[Given exercise]: Please transcribe the data that follows without the pictures, keeping every word the same.

[Dataset extract]:
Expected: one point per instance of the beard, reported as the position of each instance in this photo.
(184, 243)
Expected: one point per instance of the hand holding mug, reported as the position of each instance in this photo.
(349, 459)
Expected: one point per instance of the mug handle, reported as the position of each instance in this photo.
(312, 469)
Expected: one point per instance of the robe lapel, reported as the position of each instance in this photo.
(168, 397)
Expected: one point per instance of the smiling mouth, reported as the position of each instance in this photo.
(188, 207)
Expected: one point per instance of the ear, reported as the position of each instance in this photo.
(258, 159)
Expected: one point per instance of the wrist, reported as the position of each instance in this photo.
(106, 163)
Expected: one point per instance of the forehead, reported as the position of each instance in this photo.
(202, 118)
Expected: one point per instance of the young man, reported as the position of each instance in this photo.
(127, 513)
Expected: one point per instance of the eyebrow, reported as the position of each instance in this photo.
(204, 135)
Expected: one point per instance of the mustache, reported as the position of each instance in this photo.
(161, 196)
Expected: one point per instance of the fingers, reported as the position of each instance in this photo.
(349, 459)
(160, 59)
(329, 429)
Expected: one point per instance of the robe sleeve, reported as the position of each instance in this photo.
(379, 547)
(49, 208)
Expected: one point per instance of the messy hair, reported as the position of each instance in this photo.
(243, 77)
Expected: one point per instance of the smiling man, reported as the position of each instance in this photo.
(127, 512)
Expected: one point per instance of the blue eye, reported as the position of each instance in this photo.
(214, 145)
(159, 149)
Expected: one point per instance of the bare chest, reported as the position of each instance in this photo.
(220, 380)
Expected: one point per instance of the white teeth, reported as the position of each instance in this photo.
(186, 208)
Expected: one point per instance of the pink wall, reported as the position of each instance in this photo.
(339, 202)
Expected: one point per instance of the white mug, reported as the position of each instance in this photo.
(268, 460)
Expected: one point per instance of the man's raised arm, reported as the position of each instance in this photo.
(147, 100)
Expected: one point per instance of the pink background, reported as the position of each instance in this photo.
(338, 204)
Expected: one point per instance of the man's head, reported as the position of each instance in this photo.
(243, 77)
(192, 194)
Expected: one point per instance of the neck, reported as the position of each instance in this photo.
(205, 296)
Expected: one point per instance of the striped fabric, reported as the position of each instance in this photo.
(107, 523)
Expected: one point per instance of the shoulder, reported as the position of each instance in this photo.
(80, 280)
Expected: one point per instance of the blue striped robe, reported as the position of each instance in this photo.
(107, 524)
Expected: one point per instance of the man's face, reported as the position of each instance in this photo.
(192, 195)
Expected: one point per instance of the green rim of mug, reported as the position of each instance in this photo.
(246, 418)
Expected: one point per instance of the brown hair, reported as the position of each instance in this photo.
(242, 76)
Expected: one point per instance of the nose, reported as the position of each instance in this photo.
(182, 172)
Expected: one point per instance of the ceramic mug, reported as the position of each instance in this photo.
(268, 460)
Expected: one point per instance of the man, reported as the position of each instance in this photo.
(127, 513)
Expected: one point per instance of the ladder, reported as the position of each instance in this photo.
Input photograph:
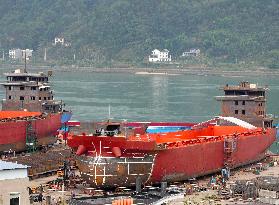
(230, 145)
(31, 137)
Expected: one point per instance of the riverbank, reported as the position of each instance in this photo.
(218, 195)
(192, 70)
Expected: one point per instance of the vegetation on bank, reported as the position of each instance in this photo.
(123, 33)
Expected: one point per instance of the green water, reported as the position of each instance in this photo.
(148, 97)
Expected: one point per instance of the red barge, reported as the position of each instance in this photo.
(117, 157)
(30, 116)
(118, 160)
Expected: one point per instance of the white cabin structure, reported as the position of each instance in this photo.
(159, 56)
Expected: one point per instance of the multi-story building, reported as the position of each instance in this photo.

[Output of the task]:
Expected: one point per instance of the beard, reported as the position of each instance in this photo.
(184, 243)
Expected: one point per instance of the hand holding mug, reported as the position of each instance in this photo.
(349, 459)
Expected: one point per instance of the mug handle, reported as the position of each instance in this photo.
(312, 469)
Expected: one point per instance of the robe lapel, reported as the position of each instance in this photo.
(168, 397)
Expected: one point per instance of the smiling mouth, reported as the position of each instance in this photo.
(188, 207)
Expected: one point per instance of the ear, reported as the position of each instance in this photo.
(258, 159)
Expected: one point per instance of the wrist, reported as the position of each instance in this photo.
(106, 163)
Expected: one point per instance of the forehead, reported as the position of each instance in this photo.
(202, 118)
Expected: one point per instance of the young man, reported as the position of each instance in this photo.
(127, 513)
Expected: one point per instance of the eyebrow, reported as the position of each instance in this photo.
(204, 135)
Expected: one point per instance of the mustache, reported as the position of each instance in this photo.
(161, 196)
Expected: one point per instance of the fingers, reported as the position of each instance in this photo.
(349, 459)
(160, 59)
(329, 429)
Expected: one point per instance of the robe sleeve, reported as the position of each instance in this photo.
(379, 547)
(49, 208)
Expected: one point per instance of the messy hair, reported as the position of each instance in this photo.
(243, 77)
Expected: one point per instance of the smiling man, reported as the position of each instance in this photo.
(127, 512)
Expected: one point per instance of the blue eye, reported as the position of each instance in this photo.
(214, 145)
(159, 149)
Expected: one point per instance of the bare chest, reported as the position of each instance in this photo.
(220, 380)
Expected: one point per instance of the white teeth, reported as the position of each instance in this photo.
(186, 208)
Expected: one point per instance of the pink wall, reported as the position of each instance in this photo.
(339, 202)
Expected: one point per instance of the white mug, reported as the position of each instance in this photo.
(268, 460)
Expected: one point per instance of the man's raised arm, reported as the position of each instance in this photo.
(147, 100)
Expected: one point per instance of the pink background, reported as the position of each instance in this photo.
(338, 204)
Expected: one point per instance of the man's head, reported as the position of each instance in this photo.
(243, 77)
(192, 194)
Expected: one point per instance of the neck, reported as the position of each instance in this photo.
(205, 296)
Expected: one point per instance of the striped fabric, reported as the position of each instance in this photo.
(107, 523)
Expected: one point per instance of the shoulder, reported as the position of each instance in this photo.
(80, 280)
Expected: one point per instance of the blue striped robe, reported as the position of each instance in this photo.
(107, 524)
Expected: one point per instance of the man's face, reported as the position of each instance in this photo.
(192, 195)
Expected: one point per instance of the green rim of mug, reported as the position of each instance in this photo.
(246, 418)
Expected: one point per instance of the brown hair, reported as the position of each instance in this photo.
(242, 76)
Expected: one point per instance of the nose, reported as the position of each instance in this photo.
(182, 172)
Expected: one point per instance of the ceramic mug, reported as the position of each instance in this photo.
(268, 460)
Expected: one point per instance of the man, reported as the position of each instance in this photo.
(127, 513)
Expected: one point per instance of the ladder, reported as the position of each instance in this photo.
Input photograph:
(230, 145)
(31, 137)
Expected: one point per instance of the riverbank, reported as the position of each instance in this photo.
(218, 195)
(192, 70)
Expected: one point per instance of the vegetation on bank, reported as the position of each instance in this photo.
(123, 33)
Expected: one point per instance of the green water, reported as the position of each instance in this photo.
(148, 97)
Expected: one point per instance of the red barge, reported as the position of each instance in this photo.
(117, 157)
(30, 116)
(118, 160)
Expected: one point per instance of the white cabin structure, reported as the position of each instance in this photo.
(159, 56)
Expected: one point per instance of the multi-story building, reported as the position of each instance in this photo.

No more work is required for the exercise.